[Dataset rows]
◇ ◇ ◇ ◇
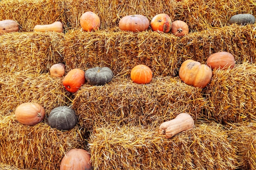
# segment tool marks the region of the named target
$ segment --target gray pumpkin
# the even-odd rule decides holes
[[[239,25],[245,25],[247,24],[254,24],[255,22],[255,17],[250,14],[240,14],[232,16],[229,19],[229,24],[236,23]]]
[[[113,78],[112,71],[108,67],[89,68],[85,73],[86,81],[91,85],[102,85],[110,82]]]
[[[68,130],[72,129],[78,120],[75,111],[66,106],[54,108],[48,117],[48,123],[51,127],[61,130]]]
◇ ◇ ◇ ◇
Reproduce the lines above word for word, leaving out the picture.

- **TASK OUTPUT**:
# segment tool marks the region of the named target
$ segment --target gray pumpkin
# the even-odd rule decides holes
[[[239,25],[245,25],[247,24],[254,24],[255,22],[255,17],[250,14],[240,14],[232,16],[229,19],[229,24],[236,23]]]
[[[113,78],[112,71],[108,67],[89,68],[85,73],[86,81],[91,85],[102,85],[110,82]]]
[[[68,130],[72,129],[78,120],[75,111],[66,106],[54,108],[48,117],[48,123],[51,127],[61,130]]]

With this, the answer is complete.